Records drawn from a dataset:
━━━━━━━━━━━━━━━━━━━━━━━━━━━━━━

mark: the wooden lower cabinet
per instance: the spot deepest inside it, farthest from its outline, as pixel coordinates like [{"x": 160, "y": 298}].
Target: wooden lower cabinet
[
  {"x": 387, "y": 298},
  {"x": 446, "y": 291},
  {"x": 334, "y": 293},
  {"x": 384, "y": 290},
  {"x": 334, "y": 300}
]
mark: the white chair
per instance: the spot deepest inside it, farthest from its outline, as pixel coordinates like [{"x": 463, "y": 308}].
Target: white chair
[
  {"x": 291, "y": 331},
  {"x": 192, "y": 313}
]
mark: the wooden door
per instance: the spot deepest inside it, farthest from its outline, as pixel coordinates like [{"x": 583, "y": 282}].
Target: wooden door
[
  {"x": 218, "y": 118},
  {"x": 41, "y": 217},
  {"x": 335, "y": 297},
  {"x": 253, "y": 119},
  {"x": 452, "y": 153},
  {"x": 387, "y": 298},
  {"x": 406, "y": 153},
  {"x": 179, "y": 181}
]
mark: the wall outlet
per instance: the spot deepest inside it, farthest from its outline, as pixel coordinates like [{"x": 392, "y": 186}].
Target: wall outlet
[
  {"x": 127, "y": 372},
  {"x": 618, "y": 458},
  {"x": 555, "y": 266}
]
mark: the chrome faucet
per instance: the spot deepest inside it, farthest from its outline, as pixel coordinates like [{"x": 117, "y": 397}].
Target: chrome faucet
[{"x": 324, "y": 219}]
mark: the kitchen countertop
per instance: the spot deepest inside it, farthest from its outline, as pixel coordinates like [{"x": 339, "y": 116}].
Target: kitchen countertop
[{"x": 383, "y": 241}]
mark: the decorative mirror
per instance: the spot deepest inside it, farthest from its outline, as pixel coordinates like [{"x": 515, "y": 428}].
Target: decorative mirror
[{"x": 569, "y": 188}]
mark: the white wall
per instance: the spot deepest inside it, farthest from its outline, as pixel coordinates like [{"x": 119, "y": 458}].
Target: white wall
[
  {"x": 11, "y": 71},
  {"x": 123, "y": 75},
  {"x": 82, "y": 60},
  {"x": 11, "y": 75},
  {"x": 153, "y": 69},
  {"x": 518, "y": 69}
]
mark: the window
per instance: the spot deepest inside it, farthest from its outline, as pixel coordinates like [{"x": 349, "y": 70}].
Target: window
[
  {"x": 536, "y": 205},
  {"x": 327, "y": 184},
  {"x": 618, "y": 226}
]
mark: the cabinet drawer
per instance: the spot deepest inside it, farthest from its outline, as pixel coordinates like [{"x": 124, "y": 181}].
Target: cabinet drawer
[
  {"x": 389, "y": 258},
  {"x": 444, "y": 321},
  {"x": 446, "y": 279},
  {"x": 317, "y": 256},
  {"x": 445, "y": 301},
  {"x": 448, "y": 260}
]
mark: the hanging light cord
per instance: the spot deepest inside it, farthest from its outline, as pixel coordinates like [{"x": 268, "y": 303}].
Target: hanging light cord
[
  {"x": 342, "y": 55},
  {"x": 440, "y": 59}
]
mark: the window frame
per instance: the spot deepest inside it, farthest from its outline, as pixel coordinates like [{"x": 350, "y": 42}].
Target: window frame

━━━━━━━━━━━━━━━━━━━━━━━━━━━━━━

Identify each line in the records above that contains the word "mark", and copy it out in full.

mark: the wooden lower cabinet
mark: the white chair
mark: the wooden door
mark: the wall outlet
mark: the chrome faucet
mark: the kitchen countertop
mark: the decorative mirror
mark: the white wall
mark: the window
mark: the cabinet drawer
mark: the hanging light cord
mark: the window frame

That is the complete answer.